## Given exercise
Please reproduce word for word the stretch of the material below from the line containing "Segment the beaded" through the line containing "M284 135L287 131L289", and nothing else.
.....
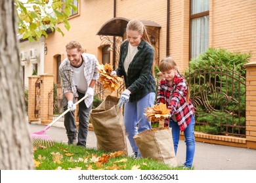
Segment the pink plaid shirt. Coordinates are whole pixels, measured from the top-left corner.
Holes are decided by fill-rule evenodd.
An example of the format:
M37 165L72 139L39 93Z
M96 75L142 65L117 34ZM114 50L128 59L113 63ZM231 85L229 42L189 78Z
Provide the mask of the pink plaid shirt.
M170 114L175 114L181 131L185 130L194 114L191 100L186 103L187 89L186 80L180 75L175 75L171 86L165 78L162 79L158 86L157 103L166 103L167 107L170 109ZM171 93L173 97L168 103Z

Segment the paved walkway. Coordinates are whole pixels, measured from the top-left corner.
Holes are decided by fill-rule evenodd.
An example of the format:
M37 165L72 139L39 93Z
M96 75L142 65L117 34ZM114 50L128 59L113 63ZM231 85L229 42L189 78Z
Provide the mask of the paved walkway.
M32 123L30 124L31 133L43 129L43 126ZM56 122L47 131L53 140L66 142L68 139L63 123ZM132 150L127 139L128 154ZM89 131L87 137L88 147L96 147L96 138L93 131ZM181 141L177 158L178 163L184 163L186 157L186 144ZM238 148L196 142L194 159L196 170L256 170L256 150Z

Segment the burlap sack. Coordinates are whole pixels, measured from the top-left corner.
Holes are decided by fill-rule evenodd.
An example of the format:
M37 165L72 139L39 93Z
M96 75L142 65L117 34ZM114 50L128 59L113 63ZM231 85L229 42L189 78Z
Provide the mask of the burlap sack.
M90 113L90 120L97 139L98 149L107 152L124 151L127 146L121 108L119 98L108 95Z
M142 158L150 158L171 167L178 163L171 128L148 129L133 137Z

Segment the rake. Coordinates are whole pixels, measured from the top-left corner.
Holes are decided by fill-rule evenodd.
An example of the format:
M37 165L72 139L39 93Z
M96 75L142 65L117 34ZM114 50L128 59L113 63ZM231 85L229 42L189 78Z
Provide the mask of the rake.
M77 101L75 105L79 104L81 101L83 101L85 98L88 97L88 95L85 95L83 98ZM54 142L51 139L49 136L46 134L46 131L49 129L54 123L56 123L60 118L68 112L71 108L68 108L62 114L61 114L57 118L54 120L51 124L47 125L46 127L42 130L35 132L31 135L33 144L34 146L37 147L50 147L53 146Z

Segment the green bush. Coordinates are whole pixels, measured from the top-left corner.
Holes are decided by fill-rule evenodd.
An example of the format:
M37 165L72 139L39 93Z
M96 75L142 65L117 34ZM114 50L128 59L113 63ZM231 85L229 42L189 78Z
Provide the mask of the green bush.
M209 48L190 61L185 75L192 102L197 105L196 120L205 124L204 132L245 134L245 129L228 126L245 125L246 88L241 83L245 83L246 72L243 65L250 58L251 52ZM207 101L204 105L203 99ZM223 125L227 127L221 127Z

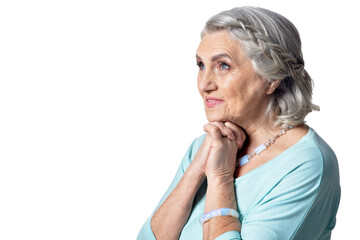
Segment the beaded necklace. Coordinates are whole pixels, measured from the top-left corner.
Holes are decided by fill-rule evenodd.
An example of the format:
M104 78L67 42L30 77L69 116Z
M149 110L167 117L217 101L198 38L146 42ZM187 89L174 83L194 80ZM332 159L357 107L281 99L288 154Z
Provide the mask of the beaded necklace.
M284 135L287 131L289 131L292 128L292 126L289 126L283 130L281 130L278 134L276 134L275 137L269 139L266 143L259 145L258 147L255 148L254 152L244 155L241 158L239 158L236 162L236 166L237 167L241 167L243 165L245 165L246 163L248 163L250 161L250 159L252 159L253 157L255 157L256 155L259 155L262 151L268 149L272 144L275 143L276 139L278 139L279 137L281 137L282 135Z

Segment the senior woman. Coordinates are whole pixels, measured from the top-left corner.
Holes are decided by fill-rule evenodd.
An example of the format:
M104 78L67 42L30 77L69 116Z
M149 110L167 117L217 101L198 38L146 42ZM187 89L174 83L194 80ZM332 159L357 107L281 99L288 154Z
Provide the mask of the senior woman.
M337 159L304 123L318 110L299 34L241 7L206 23L196 53L209 121L138 239L330 239Z

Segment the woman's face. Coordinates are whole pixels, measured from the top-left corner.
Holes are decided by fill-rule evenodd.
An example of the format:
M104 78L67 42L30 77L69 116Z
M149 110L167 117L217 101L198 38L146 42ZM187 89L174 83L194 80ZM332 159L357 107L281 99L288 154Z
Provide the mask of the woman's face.
M198 89L209 122L231 121L245 127L249 121L263 120L269 83L253 71L241 45L227 31L206 34L196 60Z

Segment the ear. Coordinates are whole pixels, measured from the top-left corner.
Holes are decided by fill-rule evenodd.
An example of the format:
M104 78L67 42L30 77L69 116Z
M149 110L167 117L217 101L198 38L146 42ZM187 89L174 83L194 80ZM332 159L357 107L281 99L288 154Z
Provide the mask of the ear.
M280 83L281 83L281 79L276 79L272 82L269 82L268 86L265 89L265 92L269 95L272 94Z

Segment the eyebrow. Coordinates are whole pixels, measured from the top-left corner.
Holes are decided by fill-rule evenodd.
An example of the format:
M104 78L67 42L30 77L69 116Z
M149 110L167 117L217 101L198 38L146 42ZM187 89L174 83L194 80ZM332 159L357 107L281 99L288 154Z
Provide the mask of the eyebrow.
M216 55L212 56L212 57L211 57L211 61L212 61L212 62L215 62L215 61L218 60L219 58L223 58L223 57L228 58L228 59L231 60L231 57L230 57L229 54L227 54L227 53L220 53L220 54L216 54ZM196 55L196 58L197 58L198 60L201 60L201 57L199 57L198 55Z

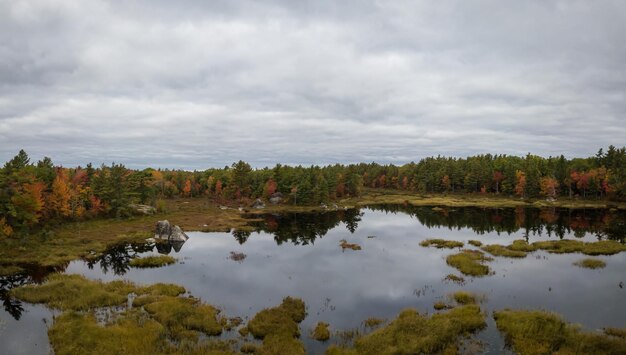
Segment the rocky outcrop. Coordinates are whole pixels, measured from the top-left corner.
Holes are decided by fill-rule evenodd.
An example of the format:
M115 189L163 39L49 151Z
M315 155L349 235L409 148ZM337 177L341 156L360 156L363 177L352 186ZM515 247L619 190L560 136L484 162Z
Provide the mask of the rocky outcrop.
M280 192L275 192L270 196L270 203L273 205L277 205L281 203L283 200L283 194Z
M154 239L185 242L189 237L179 226L172 226L169 221L163 220L157 222Z
M128 207L133 210L134 214L151 215L156 213L156 208L148 205L131 204Z
M251 207L257 209L265 208L265 203L263 203L260 198L257 198L256 201L252 203Z

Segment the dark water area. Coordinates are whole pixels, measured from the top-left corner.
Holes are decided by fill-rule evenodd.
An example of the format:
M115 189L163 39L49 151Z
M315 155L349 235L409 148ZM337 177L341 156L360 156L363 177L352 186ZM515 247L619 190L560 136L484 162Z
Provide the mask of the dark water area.
M262 216L255 232L188 233L178 245L120 245L100 258L61 266L69 274L140 284L176 283L213 304L229 317L249 319L285 296L302 298L308 316L302 340L309 353L323 353L328 343L309 338L318 321L331 330L363 329L369 317L391 320L407 307L434 313L433 304L457 290L484 295L488 327L478 334L485 353L502 353L504 342L491 317L503 308L543 309L595 330L626 324L626 253L599 256L604 269L588 270L572 263L582 254L536 251L524 259L496 257L495 272L465 277L464 285L444 281L460 273L446 265L456 250L424 248L427 238L480 240L509 244L515 239L619 240L626 234L624 211L567 209L480 209L372 206L361 210ZM343 250L340 241L362 250ZM467 248L474 248L466 245ZM240 258L232 258L236 253ZM137 256L169 254L174 265L133 269ZM241 257L241 255L245 257ZM233 260L240 259L240 260ZM47 272L0 278L0 353L47 353L46 327L52 312L8 297L6 290L40 282ZM236 332L225 334L235 336ZM331 339L332 341L332 339Z

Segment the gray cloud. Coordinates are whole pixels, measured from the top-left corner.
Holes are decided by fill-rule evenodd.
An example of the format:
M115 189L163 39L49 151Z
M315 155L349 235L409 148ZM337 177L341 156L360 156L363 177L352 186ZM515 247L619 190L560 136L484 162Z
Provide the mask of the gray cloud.
M203 169L626 144L621 1L0 2L0 158Z

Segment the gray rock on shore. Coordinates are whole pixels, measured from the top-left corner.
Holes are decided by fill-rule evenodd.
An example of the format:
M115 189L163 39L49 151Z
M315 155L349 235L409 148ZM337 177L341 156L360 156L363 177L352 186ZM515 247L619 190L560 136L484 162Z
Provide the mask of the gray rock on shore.
M157 222L154 239L185 242L189 237L179 226L172 226L168 220L163 220Z

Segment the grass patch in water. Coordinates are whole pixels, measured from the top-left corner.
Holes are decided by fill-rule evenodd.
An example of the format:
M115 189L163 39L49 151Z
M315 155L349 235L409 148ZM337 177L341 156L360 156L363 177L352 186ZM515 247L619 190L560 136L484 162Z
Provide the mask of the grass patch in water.
M521 250L511 250L503 245L491 244L481 248L493 256L504 256L507 258L525 258L526 252Z
M451 295L451 298L458 304L475 304L477 301L476 295L467 291L457 291Z
M318 322L313 329L311 337L317 341L326 341L330 339L330 330L328 330L328 323Z
M426 239L420 242L420 245L423 247L435 246L437 249L448 248L462 248L463 242L458 242L456 240L445 240L445 239Z
M363 321L363 325L365 326L365 328L375 328L383 323L385 323L385 319L375 317L369 317Z
M223 323L218 319L220 311L195 298L164 297L144 305L143 308L166 326L174 339L194 339L197 336L195 331L207 335L222 333Z
M304 354L304 345L298 323L306 317L304 302L299 298L285 297L273 308L257 313L247 329L257 339L263 339L259 354Z
M457 276L455 274L448 274L443 278L443 281L452 281L457 285L463 285L465 283L465 279L461 276Z
M152 268L171 265L176 262L176 258L169 255L150 255L132 259L128 265L137 268Z
M257 313L248 322L248 330L257 339L269 334L287 334L299 337L298 323L306 316L304 302L298 298L286 297L283 302L273 308L266 308Z
M603 329L604 334L611 335L614 337L626 339L626 328L613 328L607 327Z
M563 239L534 242L537 249L546 250L549 253L583 253L585 255L613 255L626 251L626 245L614 240L602 240L585 243L579 240Z
M458 254L449 255L446 263L464 275L485 276L489 274L489 267L483 263L492 258L485 256L478 250L462 250Z
M128 294L143 297L177 296L185 289L172 284L137 286L128 281L93 281L81 275L51 275L41 285L27 285L11 290L11 295L30 303L43 303L61 310L84 311L96 307L118 306L128 300ZM138 298L139 299L139 298ZM136 301L136 300L135 300Z
M170 342L165 327L138 310L110 324L93 314L66 312L48 330L54 353L65 354L232 354L227 342Z
M530 253L537 250L537 247L533 244L528 244L528 242L523 239L516 239L511 245L507 246L507 249Z
M346 249L361 250L361 246L360 245L348 243L348 241L345 240L345 239L340 240L339 241L339 245L341 246L342 250L346 250Z
M454 308L454 307L448 305L445 302L438 301L438 302L435 302L435 304L433 305L433 308L437 311L441 311L442 309L448 309L448 308Z
M451 351L456 348L456 342L461 336L486 325L485 314L477 305L460 306L430 317L414 309L407 309L386 327L357 339L355 350L359 354L431 354ZM341 354L342 348L334 347L332 351Z
M124 282L104 284L81 275L52 275L42 285L12 289L11 295L29 303L44 303L61 310L81 311L123 304L130 293L129 285Z
M479 247L479 246L483 245L483 242L481 242L480 240L470 240L467 243L469 243L470 245L473 245L475 247Z
M24 271L24 269L16 265L0 265L0 276L11 276L19 274L22 271Z
M584 267L586 269L602 269L606 266L606 263L600 259L582 259L574 263L576 266Z
M582 332L560 316L544 311L494 312L508 346L519 354L624 354L626 340L606 334Z

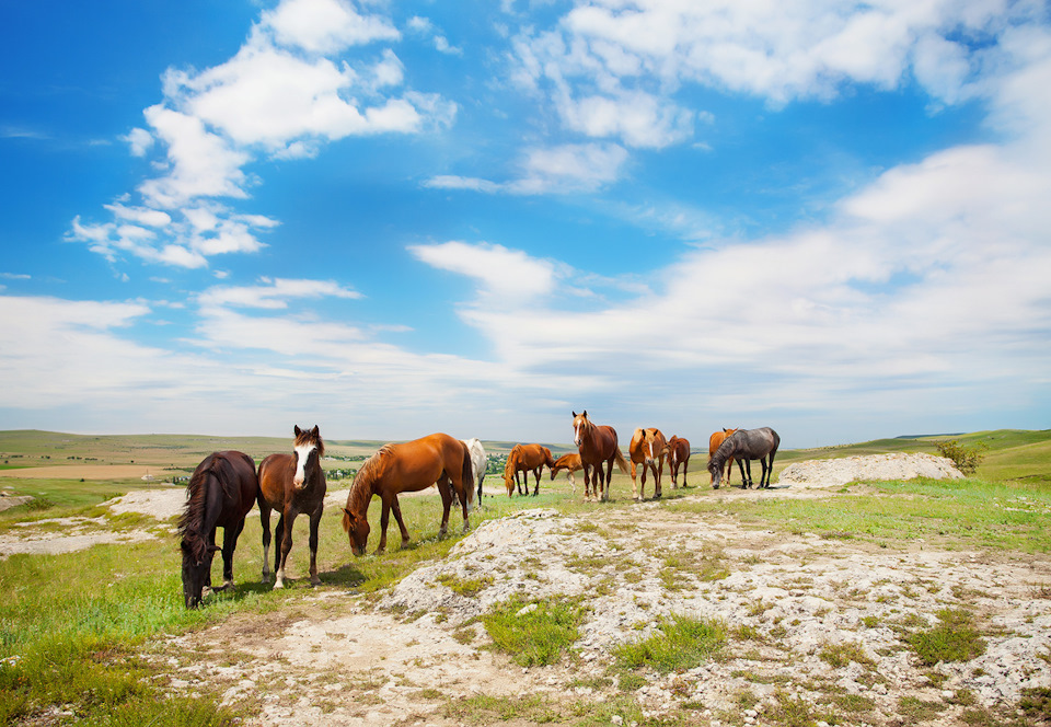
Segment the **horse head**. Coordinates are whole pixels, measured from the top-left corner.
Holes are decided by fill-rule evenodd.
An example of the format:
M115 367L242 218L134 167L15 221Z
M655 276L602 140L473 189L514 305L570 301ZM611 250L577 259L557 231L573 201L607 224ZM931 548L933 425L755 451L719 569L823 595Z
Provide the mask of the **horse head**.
.....
## Exercise response
Segment the beaded necklace. Coordinates are whole pixels, measured from the top-left corner.
Holes are decided by fill-rule evenodd.
An example of the format:
M104 78L67 42L30 77L69 116Z
M149 110L167 117L217 101L198 38L146 42ZM187 89L174 83L194 80ZM332 159L357 107L281 99L288 154Z
Provide the mask of the beaded necklace.
M284 135L287 131L289 131L292 128L292 126L289 126L283 130L281 130L278 134L276 134L275 137L269 139L266 143L259 145L258 147L255 148L254 152L244 155L241 158L239 158L236 162L236 166L237 167L241 167L243 165L245 165L246 163L248 163L250 161L250 159L252 159L253 157L255 157L256 155L259 155L262 151L268 149L272 144L275 143L276 139L278 139L279 137L281 137L282 135Z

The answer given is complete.